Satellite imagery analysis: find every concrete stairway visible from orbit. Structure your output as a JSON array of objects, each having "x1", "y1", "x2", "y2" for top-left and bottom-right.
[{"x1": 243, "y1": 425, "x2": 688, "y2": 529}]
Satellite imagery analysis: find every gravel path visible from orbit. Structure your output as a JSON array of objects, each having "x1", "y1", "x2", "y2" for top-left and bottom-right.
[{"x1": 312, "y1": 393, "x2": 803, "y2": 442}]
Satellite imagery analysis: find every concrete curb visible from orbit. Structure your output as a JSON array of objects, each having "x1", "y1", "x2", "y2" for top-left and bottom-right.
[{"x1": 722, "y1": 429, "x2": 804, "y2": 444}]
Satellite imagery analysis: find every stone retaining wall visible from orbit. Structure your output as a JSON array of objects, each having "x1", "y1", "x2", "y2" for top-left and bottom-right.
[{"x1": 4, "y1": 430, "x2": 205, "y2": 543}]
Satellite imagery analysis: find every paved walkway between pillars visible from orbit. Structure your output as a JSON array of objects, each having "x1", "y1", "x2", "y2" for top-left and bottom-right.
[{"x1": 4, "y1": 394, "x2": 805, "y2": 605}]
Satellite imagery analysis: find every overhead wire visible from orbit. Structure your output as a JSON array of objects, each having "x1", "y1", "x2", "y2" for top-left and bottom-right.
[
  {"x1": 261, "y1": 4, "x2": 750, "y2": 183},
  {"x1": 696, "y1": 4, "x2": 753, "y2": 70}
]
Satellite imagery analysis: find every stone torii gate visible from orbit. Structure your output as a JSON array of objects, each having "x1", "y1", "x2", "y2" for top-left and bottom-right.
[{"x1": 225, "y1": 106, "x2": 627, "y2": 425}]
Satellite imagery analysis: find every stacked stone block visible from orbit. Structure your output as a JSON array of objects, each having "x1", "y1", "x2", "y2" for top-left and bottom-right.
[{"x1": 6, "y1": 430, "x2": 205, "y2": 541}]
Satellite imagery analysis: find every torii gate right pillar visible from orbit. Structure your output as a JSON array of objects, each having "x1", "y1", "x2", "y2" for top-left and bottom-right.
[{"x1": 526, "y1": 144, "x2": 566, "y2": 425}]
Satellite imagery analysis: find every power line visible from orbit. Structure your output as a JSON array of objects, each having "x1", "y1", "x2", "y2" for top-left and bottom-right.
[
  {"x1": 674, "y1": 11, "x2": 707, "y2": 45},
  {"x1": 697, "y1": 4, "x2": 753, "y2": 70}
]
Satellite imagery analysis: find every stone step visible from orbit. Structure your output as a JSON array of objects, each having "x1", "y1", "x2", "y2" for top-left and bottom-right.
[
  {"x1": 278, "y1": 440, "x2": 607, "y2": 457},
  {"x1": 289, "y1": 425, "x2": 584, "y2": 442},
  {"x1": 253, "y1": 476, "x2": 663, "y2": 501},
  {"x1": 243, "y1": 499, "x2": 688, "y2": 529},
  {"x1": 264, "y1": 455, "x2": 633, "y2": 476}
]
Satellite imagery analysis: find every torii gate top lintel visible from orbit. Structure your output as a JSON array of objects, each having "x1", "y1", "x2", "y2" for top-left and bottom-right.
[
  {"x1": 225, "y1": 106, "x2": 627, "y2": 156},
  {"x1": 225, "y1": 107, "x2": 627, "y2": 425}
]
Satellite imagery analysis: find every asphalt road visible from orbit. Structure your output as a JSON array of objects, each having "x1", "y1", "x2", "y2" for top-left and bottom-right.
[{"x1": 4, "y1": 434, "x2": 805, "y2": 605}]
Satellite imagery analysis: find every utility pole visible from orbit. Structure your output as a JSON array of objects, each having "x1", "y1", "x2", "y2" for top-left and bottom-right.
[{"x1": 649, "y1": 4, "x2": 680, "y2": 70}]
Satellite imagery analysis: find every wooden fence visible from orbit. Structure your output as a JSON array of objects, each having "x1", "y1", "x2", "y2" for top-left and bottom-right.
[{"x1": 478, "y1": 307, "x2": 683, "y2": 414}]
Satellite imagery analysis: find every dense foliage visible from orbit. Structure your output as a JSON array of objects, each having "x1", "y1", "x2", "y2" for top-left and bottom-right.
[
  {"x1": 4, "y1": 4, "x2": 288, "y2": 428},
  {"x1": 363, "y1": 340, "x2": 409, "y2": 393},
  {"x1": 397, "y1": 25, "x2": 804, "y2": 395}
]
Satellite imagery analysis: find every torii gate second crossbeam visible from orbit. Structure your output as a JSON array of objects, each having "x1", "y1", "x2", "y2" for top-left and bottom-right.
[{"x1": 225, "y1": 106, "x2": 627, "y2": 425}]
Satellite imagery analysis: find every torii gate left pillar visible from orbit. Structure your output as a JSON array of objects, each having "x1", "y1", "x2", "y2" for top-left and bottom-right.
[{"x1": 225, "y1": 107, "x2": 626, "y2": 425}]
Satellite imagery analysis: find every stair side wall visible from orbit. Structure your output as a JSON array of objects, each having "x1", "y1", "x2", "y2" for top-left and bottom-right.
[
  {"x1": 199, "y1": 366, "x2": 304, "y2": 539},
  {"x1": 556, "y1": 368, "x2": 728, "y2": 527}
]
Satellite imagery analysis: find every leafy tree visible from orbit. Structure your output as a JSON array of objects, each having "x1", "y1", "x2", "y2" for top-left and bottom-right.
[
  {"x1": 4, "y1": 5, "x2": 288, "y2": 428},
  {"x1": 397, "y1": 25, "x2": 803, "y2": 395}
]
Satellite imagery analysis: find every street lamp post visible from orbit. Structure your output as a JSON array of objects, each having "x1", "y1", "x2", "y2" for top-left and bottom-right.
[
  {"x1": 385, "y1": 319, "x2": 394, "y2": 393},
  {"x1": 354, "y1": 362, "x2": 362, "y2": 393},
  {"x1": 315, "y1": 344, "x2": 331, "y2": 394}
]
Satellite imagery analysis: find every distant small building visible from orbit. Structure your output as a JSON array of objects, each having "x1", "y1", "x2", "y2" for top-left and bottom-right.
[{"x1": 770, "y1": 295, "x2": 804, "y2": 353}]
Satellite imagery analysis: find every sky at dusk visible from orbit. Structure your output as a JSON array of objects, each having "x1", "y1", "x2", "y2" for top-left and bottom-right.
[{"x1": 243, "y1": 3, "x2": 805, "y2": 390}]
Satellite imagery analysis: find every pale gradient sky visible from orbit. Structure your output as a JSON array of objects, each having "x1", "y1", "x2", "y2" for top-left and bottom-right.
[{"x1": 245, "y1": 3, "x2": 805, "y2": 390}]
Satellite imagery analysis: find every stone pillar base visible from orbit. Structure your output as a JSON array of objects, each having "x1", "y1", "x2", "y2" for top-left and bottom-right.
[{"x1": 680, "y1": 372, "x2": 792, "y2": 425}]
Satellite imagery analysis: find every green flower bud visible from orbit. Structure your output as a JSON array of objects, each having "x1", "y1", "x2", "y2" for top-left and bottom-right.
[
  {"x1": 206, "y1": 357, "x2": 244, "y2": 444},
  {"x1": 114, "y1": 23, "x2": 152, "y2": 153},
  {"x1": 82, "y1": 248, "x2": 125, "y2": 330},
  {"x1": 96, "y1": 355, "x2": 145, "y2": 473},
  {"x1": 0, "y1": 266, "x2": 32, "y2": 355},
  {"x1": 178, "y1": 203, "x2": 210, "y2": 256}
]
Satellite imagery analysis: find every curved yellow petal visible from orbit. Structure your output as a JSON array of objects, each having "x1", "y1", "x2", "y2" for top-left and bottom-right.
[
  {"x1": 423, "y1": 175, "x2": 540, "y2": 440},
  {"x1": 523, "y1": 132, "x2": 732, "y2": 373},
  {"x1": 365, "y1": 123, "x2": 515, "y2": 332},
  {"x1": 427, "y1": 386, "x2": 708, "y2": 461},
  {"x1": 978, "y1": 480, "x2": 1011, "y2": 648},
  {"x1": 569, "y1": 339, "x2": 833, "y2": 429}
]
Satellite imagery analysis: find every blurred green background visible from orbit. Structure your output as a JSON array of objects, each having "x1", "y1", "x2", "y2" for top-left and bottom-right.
==================================================
Work to do - Copy the data verbatim, starting at the line that contains "Satellite imagery analysis: find every curved" and continuing through the final line of the data.

Expected answer -
Satellite imagery analysis: find every curved yellow petal visible from orbit. Structure your output as a JSON array of objects, each having "x1", "y1", "x2", "y2" for top-left and bottom-right.
[
  {"x1": 423, "y1": 175, "x2": 540, "y2": 440},
  {"x1": 523, "y1": 132, "x2": 732, "y2": 373},
  {"x1": 365, "y1": 123, "x2": 515, "y2": 332},
  {"x1": 427, "y1": 386, "x2": 708, "y2": 461},
  {"x1": 978, "y1": 480, "x2": 1011, "y2": 648},
  {"x1": 569, "y1": 339, "x2": 833, "y2": 429}
]
Satellite imagery analysis: find every blurred green background visible from orbit. Structure your output as a JSON array of objects, each having "x1", "y1", "x2", "y2" for top-left and bottom-right.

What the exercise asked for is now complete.